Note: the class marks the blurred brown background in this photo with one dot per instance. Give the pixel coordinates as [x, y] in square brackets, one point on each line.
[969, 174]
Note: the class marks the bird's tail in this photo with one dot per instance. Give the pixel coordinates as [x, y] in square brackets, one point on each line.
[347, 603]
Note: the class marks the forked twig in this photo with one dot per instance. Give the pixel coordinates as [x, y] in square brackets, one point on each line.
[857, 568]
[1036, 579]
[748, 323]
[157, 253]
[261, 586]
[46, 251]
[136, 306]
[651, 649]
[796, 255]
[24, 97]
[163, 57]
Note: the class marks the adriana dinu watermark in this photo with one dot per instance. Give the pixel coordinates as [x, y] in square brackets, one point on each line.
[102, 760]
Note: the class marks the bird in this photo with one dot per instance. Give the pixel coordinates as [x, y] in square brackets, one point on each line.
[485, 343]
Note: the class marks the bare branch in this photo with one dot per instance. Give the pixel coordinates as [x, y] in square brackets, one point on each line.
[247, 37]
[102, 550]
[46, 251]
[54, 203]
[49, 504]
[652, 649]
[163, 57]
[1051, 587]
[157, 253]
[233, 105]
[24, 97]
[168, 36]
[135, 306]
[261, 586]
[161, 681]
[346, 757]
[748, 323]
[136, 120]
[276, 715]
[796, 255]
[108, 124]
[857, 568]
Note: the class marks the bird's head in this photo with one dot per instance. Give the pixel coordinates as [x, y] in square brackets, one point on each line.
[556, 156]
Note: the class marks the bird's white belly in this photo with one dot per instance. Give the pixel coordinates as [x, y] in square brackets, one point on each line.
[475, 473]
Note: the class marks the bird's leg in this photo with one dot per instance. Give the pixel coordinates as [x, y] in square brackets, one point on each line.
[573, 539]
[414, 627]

▸ SET EXERCISE
Copy every line above word for word, keeping their order and changing nothing.

▸ ANSWER TO THIS PROBLEM
Note: the class marks the blurred brown background in this photo with one dot per instance. Give the pixel coordinates as [x, y] in square brackets, one point on each line.
[969, 174]
Note: the class marks the bird's tail in this photo with one dot per instance. Give the pixel coordinates as [x, y] in square brackets, one point on each line.
[347, 603]
Note: the class marks the forked twig in this photo with one dot per instance. Give the pixel coordinates as [x, y] in square brackets, one point on each line.
[857, 568]
[1036, 579]
[748, 323]
[157, 253]
[261, 586]
[46, 251]
[136, 306]
[651, 649]
[796, 255]
[24, 97]
[163, 57]
Note: the class marks the adriana dinu watermark in this photo with one dot per instance. Give the pixel coordinates as [x, y] in square brackets, one point on each line.
[102, 760]
Note: the class marks the bird in this photo with one dot per instance. Give the pixel coordinates as [x, y] in square brackets, one point on each line.
[485, 343]
Note: the class marks the bare branch in this photo with one dot per instance. Give the pixel coordinates as [x, y] in square brackets, one point on each line.
[247, 37]
[102, 550]
[46, 251]
[54, 203]
[49, 504]
[652, 649]
[163, 57]
[1051, 587]
[157, 253]
[233, 105]
[24, 97]
[168, 36]
[135, 306]
[261, 586]
[161, 681]
[346, 757]
[748, 323]
[136, 120]
[276, 715]
[796, 255]
[108, 124]
[857, 568]
Note: the class marks the bird's head in this photo with one dot per instance. Give the pixel coordinates as [x, y] in square brackets, one point on each line.
[556, 156]
Note: the class marks the bird's white belly in this photo with one dot per instance. Give the pixel coordinates as [x, y] in square brackets, one point on each line.
[475, 473]
Note: the class marks the bird's leg in this photo with one dot per instance. Give the pixel coordinates as [x, y] in square brackets, one point on each line.
[573, 539]
[414, 627]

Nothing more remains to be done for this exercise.